- Information provided:
▼▼▼
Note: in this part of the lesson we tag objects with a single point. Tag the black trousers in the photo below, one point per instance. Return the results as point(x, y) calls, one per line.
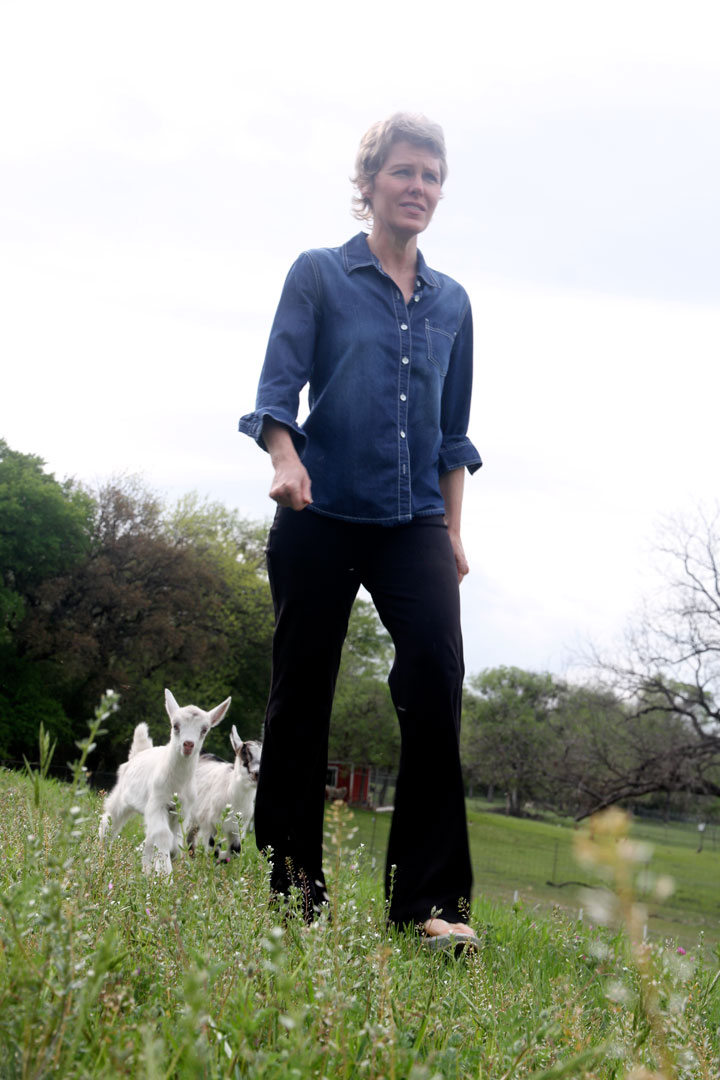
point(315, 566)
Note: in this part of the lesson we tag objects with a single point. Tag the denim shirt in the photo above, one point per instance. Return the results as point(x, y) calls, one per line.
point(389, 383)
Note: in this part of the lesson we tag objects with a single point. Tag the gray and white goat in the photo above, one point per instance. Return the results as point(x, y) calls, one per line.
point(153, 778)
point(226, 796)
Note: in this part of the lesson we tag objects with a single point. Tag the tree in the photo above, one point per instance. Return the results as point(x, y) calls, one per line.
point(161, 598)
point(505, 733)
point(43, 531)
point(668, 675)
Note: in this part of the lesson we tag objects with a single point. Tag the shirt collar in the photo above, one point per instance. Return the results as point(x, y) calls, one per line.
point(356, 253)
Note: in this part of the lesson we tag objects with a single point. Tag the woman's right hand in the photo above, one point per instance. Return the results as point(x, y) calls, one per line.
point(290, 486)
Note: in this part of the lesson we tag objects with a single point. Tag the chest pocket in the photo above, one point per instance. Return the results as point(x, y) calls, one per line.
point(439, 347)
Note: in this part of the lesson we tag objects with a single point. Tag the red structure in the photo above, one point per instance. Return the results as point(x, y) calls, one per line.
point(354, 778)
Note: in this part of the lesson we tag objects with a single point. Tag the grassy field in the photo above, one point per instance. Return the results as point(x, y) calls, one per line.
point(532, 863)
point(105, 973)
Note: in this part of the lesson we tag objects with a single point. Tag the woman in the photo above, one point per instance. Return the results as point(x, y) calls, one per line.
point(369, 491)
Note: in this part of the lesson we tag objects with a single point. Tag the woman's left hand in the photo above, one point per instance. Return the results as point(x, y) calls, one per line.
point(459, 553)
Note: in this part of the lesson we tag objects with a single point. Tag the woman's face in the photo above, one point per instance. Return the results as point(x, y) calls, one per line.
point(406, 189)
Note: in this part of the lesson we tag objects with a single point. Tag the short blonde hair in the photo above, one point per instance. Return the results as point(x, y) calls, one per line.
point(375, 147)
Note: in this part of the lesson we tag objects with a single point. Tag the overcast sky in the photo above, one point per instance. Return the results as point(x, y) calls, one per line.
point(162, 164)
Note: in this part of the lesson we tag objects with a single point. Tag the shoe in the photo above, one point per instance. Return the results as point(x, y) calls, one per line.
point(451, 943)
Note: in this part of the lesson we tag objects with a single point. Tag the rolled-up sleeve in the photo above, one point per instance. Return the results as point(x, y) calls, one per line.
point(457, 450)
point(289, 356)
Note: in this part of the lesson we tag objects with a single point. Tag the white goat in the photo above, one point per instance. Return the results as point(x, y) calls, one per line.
▲▲▲
- The task: Rewrite every entry above, replacing "lesson" with "course" and keeping everything else unchanged. Leave the pictures out of your answer.

- Completed exercise:
Note: in this part of the course we tag objects with a single point. Tag the black trousers in the photo below, one point per instance. Return the results as point(x, y) calls, one per line.
point(315, 566)
Note: in this part of the course we tag objects with a single point. Tag the denim shirt in the photo above, one point per instance. Return the results as point(x, y) calls, one per line.
point(389, 383)
Note: in this part of the course we tag objects with a single point. Tag the gray and white goat in the photo above, one point per instance. Return the results as point(x, y) calls, one per line.
point(153, 778)
point(226, 796)
Note: in this part of the course we tag objects with a single point. Tag the tree in the photo above, one point per instance. Return the results as point(x, y) calls, one per line.
point(161, 598)
point(505, 733)
point(43, 531)
point(668, 675)
Note: in this part of the course we tag objects with a single point. Tag the shirt collar in the photo above, one point per instance. Return the results as point(x, y) calls, one per line.
point(356, 253)
Note: in this part of the course we tag objects with a single point. Tag the woman's right hand in the photo above, one point per instance. Return the results as point(x, y) calls, one per line.
point(290, 486)
Note: in this part of the course we tag objects with a single point. Tag the chest pocket in the photo above, one point per instance. Return the results as point(x, y) calls, one per line.
point(439, 347)
Note: in this part of the course we tag objects with a single point. Tag the red structure in the photo above, one point per instance. Return the results as point(x, y) calls, one per line.
point(354, 778)
Note: in this part of the course we tag objects with a single point. Tag the grassy field in the photo above, one point per instance. Return the results as point(x, y) calls, one per line.
point(532, 863)
point(105, 973)
Note: in this part of the course we tag objects with a single point. Tag the woman in the photo above, one point per instance. Return the results as point(x, y) calls, one per line.
point(369, 491)
Note: in this part of the course we tag objects with a single point. Tag the woman's left hand in the photo above, one point per instance. Return the results as point(x, y) calls, one per line.
point(459, 553)
Note: in this part of the course we tag objects with a single point. Tag the woman's face in the photo above, one point per instance. Return the results as point(x, y) calls, one per line.
point(406, 189)
Note: in this part of the course we tag objects with a single point. Tag the short blonde hair in the photo above, one point per instance. Return the results as point(x, y) calls, one per line.
point(375, 147)
Note: in this part of the course we tag objects with a single point. Tag the overcast sky in the photo above, one point per instance. Return the results as point(x, y) calls, one per line.
point(162, 164)
Note: in this part of the course we tag objects with a single point. Tag the shoe in the photo above, one point per instance. Return the results as point(x, y) calls, one per line.
point(451, 943)
Note: in this part of the course we tag objects with a single point. Tag the rolled-up sleeve in the photo above, one point per instance. Return the results as point(x, y) calls, one per line.
point(457, 450)
point(289, 356)
Note: in this part of the course we tag objects with a single point. Tag the white goat in the photo above, one point per instance. Return the results as point(x, y) calls, one per line.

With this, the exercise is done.